● **Supplied passage**
* Begin *
Wednesday, October 17, 2012

buddha and jesus and me and others and everything...




i have a deep respect for the teachings of the buddha and of christ...love and compassion is the way...selfless giving...loving without distraction...radical responsibility...being kind...standing in integrity...meeting others where they are...self sacrifice...i am drawn to the teachings of both and find this in no way conflicting teachings...they both give me great peace and unfold the love in my heart for myself so i may love others...

sometimes in life i have been called a martyr because i tend to sacrifice more and am seen in a victim stance in doing so...and this i find odd but it is the culture we live in which puts self above all...

i see self and other as one in the same...what i do to myself i do to all...what i do to another i do to myself...if i do good or ill i do them to myself and to the world...i have known all along i have been not a martyr but something else...not a victim but something else...and now i know...i am a bodhisattva...i have edged up to this for years...now i step into this robe and begin walking this path more clear-minded and accepting...

i have been accused of seeking drama and yet my heart has said no to this as well...i do not seek drama...but i am willing to walk through doors and stand in the midst of "drama"...stand in the midst of anothers suffering...stand and do my best to be compassionate and loving and kind...even as my human ego has struggled to move away from these virtues and i have failed...even as i have stumbled and created confusion in myself and others...i still seek to do good and to be happy...
* End *
● **Data section**
* Begin *
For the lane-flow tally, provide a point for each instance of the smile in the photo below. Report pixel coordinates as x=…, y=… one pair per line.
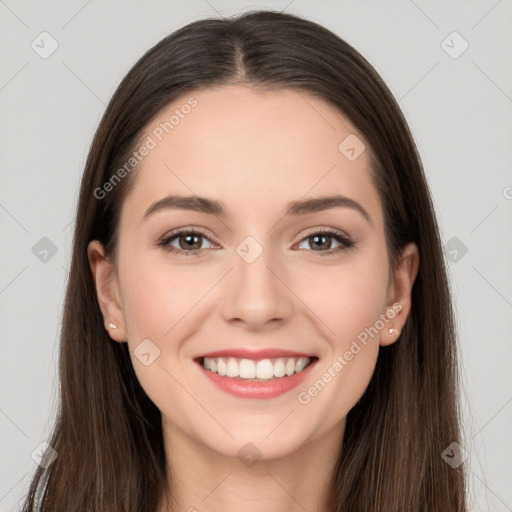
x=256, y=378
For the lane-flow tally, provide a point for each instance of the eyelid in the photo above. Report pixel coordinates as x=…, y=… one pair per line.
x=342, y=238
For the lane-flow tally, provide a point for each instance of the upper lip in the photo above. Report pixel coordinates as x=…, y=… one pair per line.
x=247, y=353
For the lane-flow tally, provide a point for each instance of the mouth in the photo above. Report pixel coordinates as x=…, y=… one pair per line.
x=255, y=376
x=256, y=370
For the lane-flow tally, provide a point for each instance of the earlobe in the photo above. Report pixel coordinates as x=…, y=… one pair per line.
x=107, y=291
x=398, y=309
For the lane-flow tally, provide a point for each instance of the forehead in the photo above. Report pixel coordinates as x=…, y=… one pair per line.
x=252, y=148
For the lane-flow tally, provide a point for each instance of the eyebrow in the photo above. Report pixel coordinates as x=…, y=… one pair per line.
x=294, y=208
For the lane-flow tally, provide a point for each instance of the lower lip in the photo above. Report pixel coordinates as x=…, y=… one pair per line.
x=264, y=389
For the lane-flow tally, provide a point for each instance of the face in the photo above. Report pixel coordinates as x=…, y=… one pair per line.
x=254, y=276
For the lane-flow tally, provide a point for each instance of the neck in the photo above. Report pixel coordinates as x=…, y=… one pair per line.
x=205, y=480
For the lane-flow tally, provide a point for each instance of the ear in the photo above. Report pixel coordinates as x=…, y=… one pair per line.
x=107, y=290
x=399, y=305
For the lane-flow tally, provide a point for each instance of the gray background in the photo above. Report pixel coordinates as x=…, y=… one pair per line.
* End *
* Begin *
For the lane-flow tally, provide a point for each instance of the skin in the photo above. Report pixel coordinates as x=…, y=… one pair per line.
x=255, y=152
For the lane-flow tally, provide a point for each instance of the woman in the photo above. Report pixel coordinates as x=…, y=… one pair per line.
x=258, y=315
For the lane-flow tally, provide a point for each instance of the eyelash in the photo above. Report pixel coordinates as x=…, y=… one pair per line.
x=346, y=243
* End *
* Begin *
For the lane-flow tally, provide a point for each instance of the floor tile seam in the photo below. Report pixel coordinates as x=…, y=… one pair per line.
* End *
● **Required work**
a – In the blog post on Buddha and Jesus, list the virtues that the sentence beginning "i have been accused of seeking drama" says the writer's human ego has struggled to move away from.
b – Rewrite the blog post on Buddha and Jesus between "sometimes in life" and "clear-minded and accepting...", inclusive, substituting "saint" for every "martyr".
c – Extend the blog post on Buddha and Jesus, starting after its final sentence.
You can set the material aside; none of it is needed here.

● **Written answers**
a –
- compassionate
- loving
- kind

b –
sometimes in life i have been called a saint because i tend to sacrifice more and am seen in a victim stance in doing so...and this i find odd but it is the culture we live in which puts self above all...

i see self and other as one in the same...what i do to myself i do to all...what i do to another i do to myself...if i do good or ill i do them to myself and to the world...i have known all along i have been not a saint but something else...not a victim but something else...and now i know...i am a bodhisattva...i have edged up to this for years...now i step into this robe and begin walking this path more clear-minded and accepting...

c –
i have this inner voice...this place of refuge...this prayerful garden...and in this place is the voice of the unseen coming through me...saying...be still...i am here...feel this sacredness...be respectful of creation...love...sit in your true nature and send light...

so i finally come out of the closet today in a way...one of these wonderful things i get to mark off my un-do list the owl guide has given me...to state to myself yet openly i am on a path and have been...and it is a simple thing and one i wont repeat...but in saying it and in doing i am made freer...i am free of the struggle to educate others and myself as to why i am different...i am free of being reactionary when another uses words to put me down or pigeon hole me without knowing my heart...i am free to walk through my days as who i am and not feel pressured to bend or push or force myself to fit in...there is no need to fit in...i am in...i am already a part of everyone and everything...there is no fitting in when you finally accept this...i simply made myself an outsider by the uncomfortableness of my own unagreeable actions or anothers...

there are times i have engaged in things just to be a part of a group or to be in someones life...and i would afterwards feel so unhappy...but today i get to be me...and find peace in this...no reshaping who i am to fit into the mold of a group or an activity...i get to be me...and be happy...

i sigh it all out of me...the struggle...the hurt...the longings...and breath in the vitality of oneness...the healing...the fullness of being...

i am not only at peace with myself and everyone...but i am in peace with myself and everyone...and i am happy...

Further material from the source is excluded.